● **Material provided**:

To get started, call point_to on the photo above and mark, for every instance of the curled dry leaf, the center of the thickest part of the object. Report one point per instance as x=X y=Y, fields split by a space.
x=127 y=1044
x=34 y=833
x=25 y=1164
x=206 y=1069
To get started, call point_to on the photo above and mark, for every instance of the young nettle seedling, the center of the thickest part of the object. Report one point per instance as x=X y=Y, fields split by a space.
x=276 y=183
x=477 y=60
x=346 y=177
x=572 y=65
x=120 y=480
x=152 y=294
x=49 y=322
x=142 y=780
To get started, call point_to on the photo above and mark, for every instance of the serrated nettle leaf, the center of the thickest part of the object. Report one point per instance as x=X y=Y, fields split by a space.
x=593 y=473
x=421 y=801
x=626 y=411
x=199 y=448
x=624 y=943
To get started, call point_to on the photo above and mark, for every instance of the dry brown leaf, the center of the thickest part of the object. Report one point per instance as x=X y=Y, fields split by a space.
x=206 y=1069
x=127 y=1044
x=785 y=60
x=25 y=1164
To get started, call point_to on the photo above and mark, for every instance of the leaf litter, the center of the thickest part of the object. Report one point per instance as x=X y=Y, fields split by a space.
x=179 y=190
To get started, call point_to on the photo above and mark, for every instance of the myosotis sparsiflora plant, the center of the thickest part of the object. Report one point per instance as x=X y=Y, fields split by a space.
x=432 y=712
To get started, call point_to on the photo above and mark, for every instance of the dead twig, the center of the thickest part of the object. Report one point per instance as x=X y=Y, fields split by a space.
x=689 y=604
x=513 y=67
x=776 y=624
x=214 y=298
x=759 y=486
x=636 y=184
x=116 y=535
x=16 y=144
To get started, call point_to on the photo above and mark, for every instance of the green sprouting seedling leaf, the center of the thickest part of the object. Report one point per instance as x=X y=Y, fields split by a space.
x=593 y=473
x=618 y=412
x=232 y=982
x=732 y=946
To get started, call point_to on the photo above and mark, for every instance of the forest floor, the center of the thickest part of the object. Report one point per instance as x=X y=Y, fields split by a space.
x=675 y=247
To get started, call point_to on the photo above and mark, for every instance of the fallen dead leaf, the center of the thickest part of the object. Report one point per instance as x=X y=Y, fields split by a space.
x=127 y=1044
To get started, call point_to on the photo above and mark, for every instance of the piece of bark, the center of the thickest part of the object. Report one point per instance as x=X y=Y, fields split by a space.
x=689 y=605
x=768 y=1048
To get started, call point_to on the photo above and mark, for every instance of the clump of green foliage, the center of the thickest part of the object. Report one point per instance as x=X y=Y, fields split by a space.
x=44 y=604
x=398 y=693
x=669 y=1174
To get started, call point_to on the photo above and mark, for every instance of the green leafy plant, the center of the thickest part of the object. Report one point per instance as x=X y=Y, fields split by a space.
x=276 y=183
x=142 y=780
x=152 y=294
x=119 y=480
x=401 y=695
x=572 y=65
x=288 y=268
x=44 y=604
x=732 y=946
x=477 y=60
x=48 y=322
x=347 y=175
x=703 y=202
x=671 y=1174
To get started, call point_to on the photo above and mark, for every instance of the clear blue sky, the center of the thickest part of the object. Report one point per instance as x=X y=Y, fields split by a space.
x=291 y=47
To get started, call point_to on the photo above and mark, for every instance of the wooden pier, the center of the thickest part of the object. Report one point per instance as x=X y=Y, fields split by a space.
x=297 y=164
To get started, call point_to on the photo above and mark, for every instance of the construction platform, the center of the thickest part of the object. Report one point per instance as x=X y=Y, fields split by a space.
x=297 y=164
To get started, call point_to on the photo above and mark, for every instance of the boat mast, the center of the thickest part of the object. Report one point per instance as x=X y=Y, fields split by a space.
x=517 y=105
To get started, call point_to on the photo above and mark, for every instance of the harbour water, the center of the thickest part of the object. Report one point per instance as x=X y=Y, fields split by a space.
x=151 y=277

● **What is needed**: Starting at the first of the rows above and ending at the line that contains "x=432 y=712", both included, write out every line again, requests as well, with each answer coordinate scaled by 0.6 and rounded to a whole number (halves round up). Leave the request lines unchanged, and give only these lines.

● **Solution to this task**:
To get started, call point_to on the photo above and mark, for every instance of the curled dry leaf, the center of the thickest part of the object. Report one point per instance as x=X y=Y, fields split by a space.
x=76 y=626
x=20 y=500
x=15 y=698
x=124 y=641
To get started, call point_to on the photo above and mark, for every instance of the young nettle seedling, the center of the thickest part of the object. Report one point per instance as x=X y=Y, fields split by a space.
x=166 y=110
x=286 y=36
x=208 y=106
x=343 y=39
x=72 y=288
x=91 y=176
x=29 y=193
x=85 y=468
To get started, call point_to on the photo above and mark, for every instance of the serrated nettle leaf, the center of the thickest part of the object. Report one point per instance as x=X y=Y, fields split by a space.
x=356 y=284
x=253 y=481
x=376 y=247
x=119 y=269
x=374 y=566
To get started, call point_to on the photo above and mark, for every instance of the dry brown leaf, the center of the thickest part of the object. Report one point per instance as x=X y=Y, fields split by a space.
x=124 y=641
x=76 y=626
x=471 y=36
x=15 y=698
To get started, call point_to on the photo above and mark, for every instance of the leaf litter, the center of the thickest part of the object. Report one point per instance as x=X y=Y, fields split by a space.
x=107 y=114
To get started, call point_to on the photo above and mark, for every instance of the myosotis sparsiflora plant, the center of the thickest part of the object. Report one point per instance as x=X y=Y, fields split by a space.
x=259 y=427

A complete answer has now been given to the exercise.